>>

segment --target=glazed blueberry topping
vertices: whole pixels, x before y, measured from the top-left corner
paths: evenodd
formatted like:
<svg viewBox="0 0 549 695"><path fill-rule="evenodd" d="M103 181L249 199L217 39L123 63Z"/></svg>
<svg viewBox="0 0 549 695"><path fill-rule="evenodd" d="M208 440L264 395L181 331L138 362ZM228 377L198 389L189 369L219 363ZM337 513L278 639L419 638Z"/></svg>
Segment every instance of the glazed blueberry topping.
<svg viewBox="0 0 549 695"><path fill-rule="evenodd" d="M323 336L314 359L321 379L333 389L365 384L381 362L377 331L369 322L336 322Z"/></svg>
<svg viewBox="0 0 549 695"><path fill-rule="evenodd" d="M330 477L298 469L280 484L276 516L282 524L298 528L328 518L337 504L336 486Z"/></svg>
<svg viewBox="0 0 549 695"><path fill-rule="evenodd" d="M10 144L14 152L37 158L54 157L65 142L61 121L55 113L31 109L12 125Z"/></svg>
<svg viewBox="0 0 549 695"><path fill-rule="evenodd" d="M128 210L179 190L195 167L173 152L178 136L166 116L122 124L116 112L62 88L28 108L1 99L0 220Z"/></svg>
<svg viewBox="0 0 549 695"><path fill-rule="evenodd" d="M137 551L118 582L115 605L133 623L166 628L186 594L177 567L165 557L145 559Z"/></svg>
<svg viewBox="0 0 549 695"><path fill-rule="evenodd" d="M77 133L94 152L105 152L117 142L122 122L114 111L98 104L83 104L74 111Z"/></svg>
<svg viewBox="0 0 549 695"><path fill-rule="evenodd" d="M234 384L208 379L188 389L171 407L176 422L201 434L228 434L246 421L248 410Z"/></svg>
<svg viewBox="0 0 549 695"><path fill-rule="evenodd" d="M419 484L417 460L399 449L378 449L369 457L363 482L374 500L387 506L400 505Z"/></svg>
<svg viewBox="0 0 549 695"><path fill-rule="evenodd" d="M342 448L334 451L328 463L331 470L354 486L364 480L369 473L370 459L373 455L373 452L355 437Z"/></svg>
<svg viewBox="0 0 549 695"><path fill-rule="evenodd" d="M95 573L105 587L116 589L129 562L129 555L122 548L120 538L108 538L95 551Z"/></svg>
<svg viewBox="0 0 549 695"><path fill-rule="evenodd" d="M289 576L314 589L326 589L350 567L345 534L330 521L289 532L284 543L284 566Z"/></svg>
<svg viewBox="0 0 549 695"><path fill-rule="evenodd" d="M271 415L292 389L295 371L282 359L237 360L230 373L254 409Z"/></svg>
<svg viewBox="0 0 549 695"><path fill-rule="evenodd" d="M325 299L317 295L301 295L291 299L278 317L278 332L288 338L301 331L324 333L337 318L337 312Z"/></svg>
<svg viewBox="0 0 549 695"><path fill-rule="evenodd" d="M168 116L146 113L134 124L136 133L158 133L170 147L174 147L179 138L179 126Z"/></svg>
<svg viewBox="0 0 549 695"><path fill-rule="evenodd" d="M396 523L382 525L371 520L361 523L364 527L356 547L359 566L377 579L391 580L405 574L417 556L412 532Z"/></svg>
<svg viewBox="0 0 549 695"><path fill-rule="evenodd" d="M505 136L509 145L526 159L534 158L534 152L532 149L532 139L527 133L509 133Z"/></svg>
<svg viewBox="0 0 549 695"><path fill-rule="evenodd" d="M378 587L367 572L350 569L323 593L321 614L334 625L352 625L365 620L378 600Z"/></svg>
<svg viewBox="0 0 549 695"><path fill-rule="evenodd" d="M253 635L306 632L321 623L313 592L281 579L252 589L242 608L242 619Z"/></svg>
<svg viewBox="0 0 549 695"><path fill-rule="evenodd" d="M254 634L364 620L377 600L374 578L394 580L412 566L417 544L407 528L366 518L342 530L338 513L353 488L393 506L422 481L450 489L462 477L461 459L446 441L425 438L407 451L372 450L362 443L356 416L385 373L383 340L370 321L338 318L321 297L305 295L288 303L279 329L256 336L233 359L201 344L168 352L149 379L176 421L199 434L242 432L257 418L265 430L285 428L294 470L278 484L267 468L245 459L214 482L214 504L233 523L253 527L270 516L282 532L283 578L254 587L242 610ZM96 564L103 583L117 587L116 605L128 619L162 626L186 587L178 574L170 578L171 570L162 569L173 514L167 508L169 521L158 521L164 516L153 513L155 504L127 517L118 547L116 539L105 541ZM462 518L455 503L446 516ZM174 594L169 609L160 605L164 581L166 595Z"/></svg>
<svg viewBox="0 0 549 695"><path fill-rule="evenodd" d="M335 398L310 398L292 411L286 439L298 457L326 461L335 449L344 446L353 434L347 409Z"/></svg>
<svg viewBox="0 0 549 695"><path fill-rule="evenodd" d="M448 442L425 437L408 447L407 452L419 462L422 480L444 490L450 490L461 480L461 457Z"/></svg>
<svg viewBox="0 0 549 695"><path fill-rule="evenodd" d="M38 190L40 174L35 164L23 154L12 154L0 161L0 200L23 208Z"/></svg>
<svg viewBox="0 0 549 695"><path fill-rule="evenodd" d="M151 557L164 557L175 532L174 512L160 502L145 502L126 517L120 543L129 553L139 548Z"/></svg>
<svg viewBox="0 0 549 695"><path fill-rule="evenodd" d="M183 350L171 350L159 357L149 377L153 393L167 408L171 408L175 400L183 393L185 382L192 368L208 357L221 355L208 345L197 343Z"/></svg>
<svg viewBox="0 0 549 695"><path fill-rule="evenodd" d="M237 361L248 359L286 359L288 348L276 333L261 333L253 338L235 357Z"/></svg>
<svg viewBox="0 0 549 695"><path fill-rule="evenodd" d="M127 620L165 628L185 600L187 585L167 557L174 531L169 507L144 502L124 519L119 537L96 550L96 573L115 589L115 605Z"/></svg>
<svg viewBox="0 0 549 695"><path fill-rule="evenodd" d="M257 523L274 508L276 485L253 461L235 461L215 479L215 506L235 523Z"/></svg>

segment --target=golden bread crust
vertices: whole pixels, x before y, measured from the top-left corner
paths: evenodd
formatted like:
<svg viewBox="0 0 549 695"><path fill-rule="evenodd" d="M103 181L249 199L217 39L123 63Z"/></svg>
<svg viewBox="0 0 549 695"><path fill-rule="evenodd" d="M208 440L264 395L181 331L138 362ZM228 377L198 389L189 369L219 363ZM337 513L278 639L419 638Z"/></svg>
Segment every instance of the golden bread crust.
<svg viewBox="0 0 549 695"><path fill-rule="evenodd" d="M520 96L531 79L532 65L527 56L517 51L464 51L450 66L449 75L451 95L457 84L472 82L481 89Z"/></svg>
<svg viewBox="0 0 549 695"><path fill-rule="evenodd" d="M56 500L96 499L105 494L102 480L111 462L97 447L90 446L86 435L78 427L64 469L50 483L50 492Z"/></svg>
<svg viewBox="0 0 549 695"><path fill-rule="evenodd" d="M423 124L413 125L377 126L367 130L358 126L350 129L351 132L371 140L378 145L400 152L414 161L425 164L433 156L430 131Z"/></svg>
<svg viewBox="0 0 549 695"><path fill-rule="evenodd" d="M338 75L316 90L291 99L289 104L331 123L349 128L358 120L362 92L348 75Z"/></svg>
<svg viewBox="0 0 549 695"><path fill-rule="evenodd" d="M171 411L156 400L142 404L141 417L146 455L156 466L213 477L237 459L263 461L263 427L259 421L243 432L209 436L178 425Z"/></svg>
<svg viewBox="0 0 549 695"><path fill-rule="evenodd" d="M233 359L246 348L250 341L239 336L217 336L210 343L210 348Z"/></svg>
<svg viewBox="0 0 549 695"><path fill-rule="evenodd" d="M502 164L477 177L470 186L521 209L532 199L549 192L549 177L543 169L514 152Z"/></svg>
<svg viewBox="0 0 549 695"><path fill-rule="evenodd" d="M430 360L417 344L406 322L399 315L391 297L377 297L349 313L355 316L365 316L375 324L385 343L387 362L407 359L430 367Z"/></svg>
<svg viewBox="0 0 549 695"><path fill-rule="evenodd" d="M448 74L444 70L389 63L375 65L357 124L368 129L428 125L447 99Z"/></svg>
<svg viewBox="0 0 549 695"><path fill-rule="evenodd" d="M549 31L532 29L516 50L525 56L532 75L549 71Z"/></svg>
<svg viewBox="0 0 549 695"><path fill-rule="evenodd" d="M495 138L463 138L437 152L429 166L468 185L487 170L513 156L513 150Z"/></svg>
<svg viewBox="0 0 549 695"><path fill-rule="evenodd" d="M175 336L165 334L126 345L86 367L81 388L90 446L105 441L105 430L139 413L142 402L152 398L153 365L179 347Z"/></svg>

<<

▸ **TASK OBJECTIVE**: Reproduce the records verbatim, beginning at the line that contains "segment --target=golden bread crust" and stopping after the line that contains "411L156 400L142 404L141".

▸ **RESULT**:
segment --target=golden bread crust
vertices: whole pixels, x before y, measured from the top-left corner
paths: evenodd
formatted like:
<svg viewBox="0 0 549 695"><path fill-rule="evenodd" d="M103 181L249 199L217 39L123 63Z"/></svg>
<svg viewBox="0 0 549 695"><path fill-rule="evenodd" d="M208 440L264 395L181 331L138 362ZM228 377L198 389L189 369L219 363ZM337 513L278 639L419 638Z"/></svg>
Segment every instance of the golden bread crust.
<svg viewBox="0 0 549 695"><path fill-rule="evenodd" d="M520 96L531 79L532 65L527 56L517 51L464 51L450 66L449 75L451 95L457 84L472 82L481 89Z"/></svg>
<svg viewBox="0 0 549 695"><path fill-rule="evenodd" d="M56 500L96 499L105 494L102 480L111 462L97 447L90 446L86 435L78 427L64 469L50 483L50 492Z"/></svg>
<svg viewBox="0 0 549 695"><path fill-rule="evenodd" d="M423 124L413 125L377 126L367 130L358 126L350 129L351 132L371 140L378 145L400 152L414 161L425 164L433 156L430 131Z"/></svg>
<svg viewBox="0 0 549 695"><path fill-rule="evenodd" d="M338 75L316 90L291 99L289 104L331 123L349 128L358 120L362 92L348 75Z"/></svg>
<svg viewBox="0 0 549 695"><path fill-rule="evenodd" d="M171 411L156 400L142 404L141 417L146 455L156 466L213 477L237 459L263 461L263 427L259 421L243 432L209 436L178 425Z"/></svg>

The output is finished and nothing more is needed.